Find the line with "Produce, for each" and the line with "167L147 177L4 147L2" in the entries below; output exactly those two lines, every line between them, and no others.
======== EXTRACTED DATA
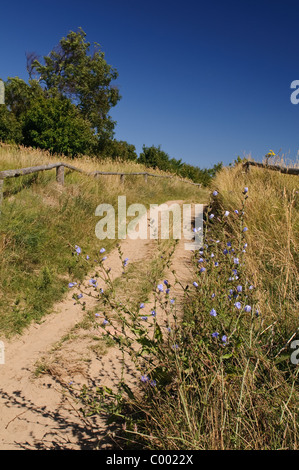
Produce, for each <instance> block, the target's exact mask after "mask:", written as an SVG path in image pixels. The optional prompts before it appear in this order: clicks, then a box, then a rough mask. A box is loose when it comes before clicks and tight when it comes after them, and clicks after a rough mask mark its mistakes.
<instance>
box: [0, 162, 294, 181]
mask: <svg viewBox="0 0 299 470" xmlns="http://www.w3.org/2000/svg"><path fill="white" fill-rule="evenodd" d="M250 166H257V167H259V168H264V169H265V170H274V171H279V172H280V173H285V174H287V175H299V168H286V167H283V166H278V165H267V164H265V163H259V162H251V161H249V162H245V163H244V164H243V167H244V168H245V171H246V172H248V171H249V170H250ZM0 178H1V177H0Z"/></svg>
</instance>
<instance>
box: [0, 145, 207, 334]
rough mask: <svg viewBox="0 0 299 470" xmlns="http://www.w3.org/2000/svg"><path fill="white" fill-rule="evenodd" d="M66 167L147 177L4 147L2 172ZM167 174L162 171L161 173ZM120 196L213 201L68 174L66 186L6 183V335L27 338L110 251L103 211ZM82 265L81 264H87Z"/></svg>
================
======== EXTRACTED DATA
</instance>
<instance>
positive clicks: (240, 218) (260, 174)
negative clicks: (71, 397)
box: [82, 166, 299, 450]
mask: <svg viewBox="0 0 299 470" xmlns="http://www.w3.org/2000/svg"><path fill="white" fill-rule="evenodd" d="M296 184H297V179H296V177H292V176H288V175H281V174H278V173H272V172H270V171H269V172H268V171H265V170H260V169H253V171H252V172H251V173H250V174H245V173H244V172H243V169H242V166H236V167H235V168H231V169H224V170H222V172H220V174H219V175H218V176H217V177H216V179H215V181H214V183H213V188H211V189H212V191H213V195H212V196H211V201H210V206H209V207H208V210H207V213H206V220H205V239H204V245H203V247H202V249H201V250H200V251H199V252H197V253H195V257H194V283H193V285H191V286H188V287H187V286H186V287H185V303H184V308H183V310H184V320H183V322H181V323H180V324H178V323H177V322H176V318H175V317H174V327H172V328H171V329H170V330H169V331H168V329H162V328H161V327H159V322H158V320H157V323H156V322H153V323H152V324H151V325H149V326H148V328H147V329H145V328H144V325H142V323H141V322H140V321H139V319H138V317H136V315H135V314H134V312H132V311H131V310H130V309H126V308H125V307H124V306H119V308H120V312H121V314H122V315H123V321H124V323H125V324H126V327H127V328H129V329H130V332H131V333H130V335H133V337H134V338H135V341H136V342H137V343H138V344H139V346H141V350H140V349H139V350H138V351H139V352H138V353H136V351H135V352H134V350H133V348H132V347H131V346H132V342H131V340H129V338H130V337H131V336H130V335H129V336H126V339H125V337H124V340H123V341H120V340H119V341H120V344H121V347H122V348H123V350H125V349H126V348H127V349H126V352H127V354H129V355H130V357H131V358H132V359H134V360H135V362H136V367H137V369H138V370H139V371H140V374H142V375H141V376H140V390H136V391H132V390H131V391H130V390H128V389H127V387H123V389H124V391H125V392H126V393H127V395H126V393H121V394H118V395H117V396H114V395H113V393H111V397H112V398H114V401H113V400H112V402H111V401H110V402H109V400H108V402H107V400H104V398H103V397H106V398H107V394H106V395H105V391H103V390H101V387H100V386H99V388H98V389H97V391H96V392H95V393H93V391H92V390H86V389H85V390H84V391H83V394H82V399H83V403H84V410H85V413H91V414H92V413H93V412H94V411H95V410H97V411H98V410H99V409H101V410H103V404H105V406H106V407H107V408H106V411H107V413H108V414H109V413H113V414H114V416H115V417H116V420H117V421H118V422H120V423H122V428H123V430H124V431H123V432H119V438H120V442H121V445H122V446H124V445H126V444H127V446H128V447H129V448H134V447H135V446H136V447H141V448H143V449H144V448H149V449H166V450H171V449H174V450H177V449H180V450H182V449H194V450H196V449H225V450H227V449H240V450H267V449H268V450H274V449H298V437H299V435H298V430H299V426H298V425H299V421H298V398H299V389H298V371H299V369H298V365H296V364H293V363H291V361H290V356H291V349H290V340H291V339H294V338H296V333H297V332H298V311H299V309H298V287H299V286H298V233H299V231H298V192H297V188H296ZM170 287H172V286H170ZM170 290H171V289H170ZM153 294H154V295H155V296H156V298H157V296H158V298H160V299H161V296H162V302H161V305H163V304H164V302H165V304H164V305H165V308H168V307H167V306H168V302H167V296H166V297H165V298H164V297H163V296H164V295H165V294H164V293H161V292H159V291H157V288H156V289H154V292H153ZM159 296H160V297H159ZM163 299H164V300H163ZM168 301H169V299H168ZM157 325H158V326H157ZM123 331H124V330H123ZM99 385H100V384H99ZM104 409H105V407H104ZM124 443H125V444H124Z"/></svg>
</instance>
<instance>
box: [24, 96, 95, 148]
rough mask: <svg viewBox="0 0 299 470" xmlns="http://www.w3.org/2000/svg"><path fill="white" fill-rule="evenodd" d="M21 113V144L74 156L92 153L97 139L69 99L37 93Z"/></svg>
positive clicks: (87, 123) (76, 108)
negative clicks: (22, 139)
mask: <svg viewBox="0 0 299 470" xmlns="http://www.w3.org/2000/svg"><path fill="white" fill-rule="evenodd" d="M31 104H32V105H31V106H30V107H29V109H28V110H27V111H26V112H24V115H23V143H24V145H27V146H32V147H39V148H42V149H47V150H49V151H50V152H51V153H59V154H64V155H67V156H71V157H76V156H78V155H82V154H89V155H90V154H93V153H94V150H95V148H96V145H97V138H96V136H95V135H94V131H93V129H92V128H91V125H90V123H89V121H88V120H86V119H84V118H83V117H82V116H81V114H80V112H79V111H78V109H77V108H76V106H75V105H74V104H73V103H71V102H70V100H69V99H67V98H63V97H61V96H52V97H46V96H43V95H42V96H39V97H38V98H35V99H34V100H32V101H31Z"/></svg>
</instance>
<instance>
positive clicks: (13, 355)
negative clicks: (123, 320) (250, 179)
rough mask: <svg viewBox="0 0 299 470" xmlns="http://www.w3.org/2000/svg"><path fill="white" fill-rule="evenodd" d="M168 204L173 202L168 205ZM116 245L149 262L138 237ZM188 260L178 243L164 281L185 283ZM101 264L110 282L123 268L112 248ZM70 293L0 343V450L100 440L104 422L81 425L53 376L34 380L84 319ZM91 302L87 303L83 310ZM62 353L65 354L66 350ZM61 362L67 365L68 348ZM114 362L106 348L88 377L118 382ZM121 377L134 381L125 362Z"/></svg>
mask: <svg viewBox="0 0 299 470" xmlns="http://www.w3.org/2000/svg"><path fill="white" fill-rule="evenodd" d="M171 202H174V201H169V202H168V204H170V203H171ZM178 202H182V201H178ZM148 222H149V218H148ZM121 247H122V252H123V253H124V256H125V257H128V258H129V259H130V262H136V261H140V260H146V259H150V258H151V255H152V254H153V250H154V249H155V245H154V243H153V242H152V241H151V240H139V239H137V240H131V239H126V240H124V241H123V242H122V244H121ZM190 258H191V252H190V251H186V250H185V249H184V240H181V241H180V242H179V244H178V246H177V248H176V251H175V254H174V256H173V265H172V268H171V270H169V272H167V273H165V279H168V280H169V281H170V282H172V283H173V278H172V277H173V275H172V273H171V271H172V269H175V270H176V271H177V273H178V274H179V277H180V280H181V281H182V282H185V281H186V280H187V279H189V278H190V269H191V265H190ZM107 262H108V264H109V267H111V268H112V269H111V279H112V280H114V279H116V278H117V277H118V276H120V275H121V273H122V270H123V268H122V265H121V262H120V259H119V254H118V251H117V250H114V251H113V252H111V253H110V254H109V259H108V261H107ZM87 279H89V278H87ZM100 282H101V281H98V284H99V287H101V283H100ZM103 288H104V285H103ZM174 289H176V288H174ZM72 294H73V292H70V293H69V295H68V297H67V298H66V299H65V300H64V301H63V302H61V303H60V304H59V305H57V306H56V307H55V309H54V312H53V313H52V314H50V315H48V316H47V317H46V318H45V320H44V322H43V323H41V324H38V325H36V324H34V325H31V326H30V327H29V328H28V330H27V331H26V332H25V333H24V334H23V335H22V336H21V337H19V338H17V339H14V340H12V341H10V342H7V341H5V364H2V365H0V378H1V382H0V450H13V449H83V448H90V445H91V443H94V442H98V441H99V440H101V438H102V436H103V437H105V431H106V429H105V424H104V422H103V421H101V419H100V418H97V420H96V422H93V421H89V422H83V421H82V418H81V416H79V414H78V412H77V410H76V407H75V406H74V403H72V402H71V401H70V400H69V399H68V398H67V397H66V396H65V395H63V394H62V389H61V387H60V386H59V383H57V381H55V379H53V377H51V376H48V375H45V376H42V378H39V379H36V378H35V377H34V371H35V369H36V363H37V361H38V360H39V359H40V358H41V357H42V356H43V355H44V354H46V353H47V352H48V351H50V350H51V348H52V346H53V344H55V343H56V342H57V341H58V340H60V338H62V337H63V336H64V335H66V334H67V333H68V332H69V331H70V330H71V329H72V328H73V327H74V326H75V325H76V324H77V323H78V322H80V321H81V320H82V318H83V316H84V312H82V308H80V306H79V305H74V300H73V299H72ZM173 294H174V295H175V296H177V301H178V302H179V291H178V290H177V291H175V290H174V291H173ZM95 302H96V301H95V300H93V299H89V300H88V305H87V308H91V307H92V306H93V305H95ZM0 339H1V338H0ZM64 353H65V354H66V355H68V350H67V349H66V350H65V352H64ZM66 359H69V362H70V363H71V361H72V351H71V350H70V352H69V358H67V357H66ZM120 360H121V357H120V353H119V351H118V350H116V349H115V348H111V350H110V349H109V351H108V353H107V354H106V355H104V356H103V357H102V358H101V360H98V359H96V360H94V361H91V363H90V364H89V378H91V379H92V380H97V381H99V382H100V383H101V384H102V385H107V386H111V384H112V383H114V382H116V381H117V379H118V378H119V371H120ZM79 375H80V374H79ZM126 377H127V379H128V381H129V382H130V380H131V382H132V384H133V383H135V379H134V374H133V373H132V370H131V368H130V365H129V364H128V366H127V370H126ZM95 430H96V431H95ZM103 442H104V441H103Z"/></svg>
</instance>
================
### EXERCISE ANSWER
Produce, for each <instance> block, the target's exact mask after "mask:", written as an SVG path in image pixels. The optional prompts before it appear in this order: clicks, then a box, then a rough mask. A box is loose when it comes before clicks and tight when it comes after them, and clicks after a rough mask mark its mistakes.
<instance>
box: [0, 162, 294, 181]
mask: <svg viewBox="0 0 299 470" xmlns="http://www.w3.org/2000/svg"><path fill="white" fill-rule="evenodd" d="M250 166H257V167H259V168H264V169H265V170H274V171H279V172H280V173H285V174H287V175H299V168H286V167H283V166H278V165H267V164H265V163H259V162H251V161H249V162H245V163H244V164H243V167H244V168H245V171H246V172H248V171H249V170H250ZM0 178H1V177H0Z"/></svg>
</instance>
<instance>
box: [0, 145, 207, 334]
rough mask: <svg viewBox="0 0 299 470" xmlns="http://www.w3.org/2000/svg"><path fill="white" fill-rule="evenodd" d="M66 167L147 177L4 147L2 172ZM167 174L162 171L161 173ZM120 196L213 201L68 174L66 186L6 183V335L27 338L110 251L103 211ZM82 265L81 264H87Z"/></svg>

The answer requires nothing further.